Data extracted from a collection:
********

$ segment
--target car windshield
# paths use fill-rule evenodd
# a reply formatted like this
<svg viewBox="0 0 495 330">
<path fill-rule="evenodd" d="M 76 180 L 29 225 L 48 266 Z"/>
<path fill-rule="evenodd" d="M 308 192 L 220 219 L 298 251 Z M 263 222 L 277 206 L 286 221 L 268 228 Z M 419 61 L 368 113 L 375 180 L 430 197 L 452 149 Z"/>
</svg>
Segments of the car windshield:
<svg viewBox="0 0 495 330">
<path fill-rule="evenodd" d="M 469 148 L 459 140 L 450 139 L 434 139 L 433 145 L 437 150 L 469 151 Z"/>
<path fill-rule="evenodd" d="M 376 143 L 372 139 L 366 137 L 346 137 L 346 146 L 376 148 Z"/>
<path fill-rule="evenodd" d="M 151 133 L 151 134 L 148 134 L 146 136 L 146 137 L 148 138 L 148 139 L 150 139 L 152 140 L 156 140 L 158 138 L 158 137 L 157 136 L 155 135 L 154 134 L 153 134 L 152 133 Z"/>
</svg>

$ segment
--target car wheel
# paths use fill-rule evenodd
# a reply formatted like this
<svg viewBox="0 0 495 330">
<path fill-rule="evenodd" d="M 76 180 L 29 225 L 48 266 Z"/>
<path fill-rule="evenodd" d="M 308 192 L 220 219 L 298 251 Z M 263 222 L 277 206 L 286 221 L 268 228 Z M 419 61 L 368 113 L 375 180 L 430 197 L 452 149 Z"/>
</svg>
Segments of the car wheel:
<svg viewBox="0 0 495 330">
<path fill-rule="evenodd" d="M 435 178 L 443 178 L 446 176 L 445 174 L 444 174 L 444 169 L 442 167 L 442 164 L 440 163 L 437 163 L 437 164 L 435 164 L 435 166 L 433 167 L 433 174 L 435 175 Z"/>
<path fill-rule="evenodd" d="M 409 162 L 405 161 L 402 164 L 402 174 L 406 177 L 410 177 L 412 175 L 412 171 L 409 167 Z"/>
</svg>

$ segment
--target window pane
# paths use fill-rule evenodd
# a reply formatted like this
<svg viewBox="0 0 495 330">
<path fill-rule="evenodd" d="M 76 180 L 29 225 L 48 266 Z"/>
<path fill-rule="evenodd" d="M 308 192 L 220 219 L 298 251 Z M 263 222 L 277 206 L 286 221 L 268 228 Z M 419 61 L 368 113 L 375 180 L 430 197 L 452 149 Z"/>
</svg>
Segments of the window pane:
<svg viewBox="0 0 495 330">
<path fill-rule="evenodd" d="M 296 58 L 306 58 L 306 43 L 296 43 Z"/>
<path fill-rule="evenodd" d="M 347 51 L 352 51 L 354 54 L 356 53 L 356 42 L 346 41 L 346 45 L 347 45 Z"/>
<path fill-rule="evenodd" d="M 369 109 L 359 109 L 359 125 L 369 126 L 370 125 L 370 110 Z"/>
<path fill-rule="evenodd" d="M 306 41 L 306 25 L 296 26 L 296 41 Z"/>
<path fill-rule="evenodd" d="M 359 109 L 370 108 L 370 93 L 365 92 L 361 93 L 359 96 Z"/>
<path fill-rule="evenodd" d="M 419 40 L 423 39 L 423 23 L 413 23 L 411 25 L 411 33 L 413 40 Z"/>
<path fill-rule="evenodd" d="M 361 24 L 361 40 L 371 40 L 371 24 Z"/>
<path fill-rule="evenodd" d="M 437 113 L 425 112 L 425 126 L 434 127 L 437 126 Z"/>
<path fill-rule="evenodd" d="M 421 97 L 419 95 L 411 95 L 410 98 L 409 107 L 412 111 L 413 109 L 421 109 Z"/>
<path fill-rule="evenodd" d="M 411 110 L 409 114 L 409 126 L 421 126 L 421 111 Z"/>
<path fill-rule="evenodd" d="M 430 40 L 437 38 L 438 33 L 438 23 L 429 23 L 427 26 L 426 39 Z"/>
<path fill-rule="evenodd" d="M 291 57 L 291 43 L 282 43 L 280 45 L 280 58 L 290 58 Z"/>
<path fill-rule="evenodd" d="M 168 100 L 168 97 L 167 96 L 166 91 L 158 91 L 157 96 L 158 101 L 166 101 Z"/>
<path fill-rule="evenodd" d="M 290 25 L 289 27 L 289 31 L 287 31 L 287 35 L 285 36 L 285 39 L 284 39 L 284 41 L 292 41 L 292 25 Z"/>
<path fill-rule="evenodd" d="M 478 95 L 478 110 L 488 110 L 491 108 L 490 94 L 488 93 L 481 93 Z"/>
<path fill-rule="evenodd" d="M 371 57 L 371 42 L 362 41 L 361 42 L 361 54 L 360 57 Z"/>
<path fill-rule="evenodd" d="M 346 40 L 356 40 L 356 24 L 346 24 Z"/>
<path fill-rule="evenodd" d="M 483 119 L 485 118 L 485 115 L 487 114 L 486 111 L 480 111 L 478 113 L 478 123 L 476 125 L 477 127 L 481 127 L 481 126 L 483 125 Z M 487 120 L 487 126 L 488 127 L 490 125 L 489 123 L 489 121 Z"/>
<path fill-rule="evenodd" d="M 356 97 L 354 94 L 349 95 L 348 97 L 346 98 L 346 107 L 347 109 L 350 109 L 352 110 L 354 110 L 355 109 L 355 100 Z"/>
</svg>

********

Brief:
Provide an exact reproduction of all the entries shown above.

The solution:
$ segment
--target car windshield
# paths use fill-rule evenodd
# a reply formatted like this
<svg viewBox="0 0 495 330">
<path fill-rule="evenodd" d="M 76 180 L 29 225 L 48 266 Z"/>
<path fill-rule="evenodd" d="M 308 192 L 220 219 L 298 251 Z M 263 222 L 277 206 L 286 221 L 268 228 Z M 419 61 L 368 113 L 375 180 L 430 197 L 452 149 Z"/>
</svg>
Segments of the car windshield:
<svg viewBox="0 0 495 330">
<path fill-rule="evenodd" d="M 469 148 L 459 140 L 450 139 L 434 139 L 433 145 L 437 150 L 469 151 Z"/>
<path fill-rule="evenodd" d="M 376 143 L 372 139 L 366 137 L 346 137 L 346 146 L 376 148 Z"/>
<path fill-rule="evenodd" d="M 151 133 L 151 134 L 148 134 L 146 136 L 146 137 L 148 138 L 148 139 L 150 139 L 152 140 L 156 140 L 158 138 L 158 137 L 157 136 L 155 135 L 154 134 L 153 134 L 152 133 Z"/>
</svg>

$ segment
--target car wheel
# paths use fill-rule evenodd
# a reply formatted like this
<svg viewBox="0 0 495 330">
<path fill-rule="evenodd" d="M 76 180 L 29 225 L 48 266 Z"/>
<path fill-rule="evenodd" d="M 308 192 L 220 219 L 298 251 Z M 263 222 L 277 206 L 286 221 L 268 228 Z M 419 61 L 368 113 L 375 180 L 430 197 L 452 149 Z"/>
</svg>
Segments of the car wheel:
<svg viewBox="0 0 495 330">
<path fill-rule="evenodd" d="M 435 178 L 443 178 L 446 176 L 445 174 L 444 174 L 444 169 L 442 167 L 442 164 L 440 163 L 437 163 L 437 164 L 435 164 L 435 166 L 433 167 L 433 174 L 435 175 Z"/>
<path fill-rule="evenodd" d="M 409 162 L 405 161 L 402 164 L 402 174 L 406 177 L 410 177 L 412 175 L 412 171 L 409 167 Z"/>
</svg>

$ segment
--target window pane
# paths use fill-rule evenodd
# a reply formatted like this
<svg viewBox="0 0 495 330">
<path fill-rule="evenodd" d="M 76 180 L 29 225 L 48 266 Z"/>
<path fill-rule="evenodd" d="M 308 192 L 220 219 L 298 251 Z M 263 222 L 277 206 L 286 221 L 268 228 Z M 419 61 L 368 113 L 375 180 L 430 197 L 452 149 Z"/>
</svg>
Segments of the window pane:
<svg viewBox="0 0 495 330">
<path fill-rule="evenodd" d="M 296 58 L 306 58 L 306 43 L 296 43 Z"/>
<path fill-rule="evenodd" d="M 347 51 L 352 51 L 354 54 L 356 53 L 356 42 L 346 41 L 346 45 L 347 45 Z"/>
<path fill-rule="evenodd" d="M 369 109 L 359 109 L 359 125 L 369 126 L 370 125 L 370 110 Z"/>
<path fill-rule="evenodd" d="M 306 41 L 306 25 L 296 26 L 296 41 Z"/>
<path fill-rule="evenodd" d="M 359 109 L 370 108 L 370 93 L 365 92 L 361 93 L 359 96 Z"/>
<path fill-rule="evenodd" d="M 419 40 L 423 39 L 423 23 L 413 23 L 411 25 L 411 33 L 413 40 Z"/>
<path fill-rule="evenodd" d="M 361 24 L 361 40 L 371 40 L 371 24 Z"/>
<path fill-rule="evenodd" d="M 437 113 L 425 112 L 425 126 L 434 127 L 437 126 Z"/>
<path fill-rule="evenodd" d="M 421 97 L 419 95 L 411 95 L 410 98 L 409 107 L 412 111 L 413 109 L 421 109 Z"/>
<path fill-rule="evenodd" d="M 411 110 L 409 114 L 409 126 L 421 126 L 421 111 Z"/>
<path fill-rule="evenodd" d="M 430 40 L 437 38 L 438 33 L 438 23 L 429 23 L 427 26 L 426 39 Z"/>
<path fill-rule="evenodd" d="M 291 57 L 291 43 L 282 43 L 280 45 L 280 58 L 290 58 Z"/>
<path fill-rule="evenodd" d="M 168 100 L 168 97 L 167 96 L 166 91 L 158 91 L 157 96 L 158 101 L 166 101 Z"/>
<path fill-rule="evenodd" d="M 290 25 L 289 27 L 289 31 L 287 31 L 287 35 L 285 36 L 285 39 L 284 39 L 284 41 L 292 41 L 292 25 Z"/>
<path fill-rule="evenodd" d="M 478 95 L 478 110 L 488 110 L 491 108 L 490 94 L 488 93 L 481 93 Z"/>
<path fill-rule="evenodd" d="M 371 57 L 371 42 L 362 41 L 361 42 L 361 54 L 360 57 Z"/>
<path fill-rule="evenodd" d="M 346 40 L 356 40 L 356 24 L 346 24 Z"/>
<path fill-rule="evenodd" d="M 483 119 L 485 118 L 485 115 L 487 114 L 486 111 L 480 111 L 478 113 L 478 123 L 476 125 L 477 127 L 481 127 L 481 126 L 483 125 Z M 487 120 L 487 126 L 488 127 L 490 125 L 489 123 L 489 121 Z"/>
<path fill-rule="evenodd" d="M 356 97 L 354 94 L 349 95 L 348 97 L 346 98 L 346 107 L 347 109 L 350 109 L 352 110 L 354 110 L 355 109 L 355 100 Z"/>
</svg>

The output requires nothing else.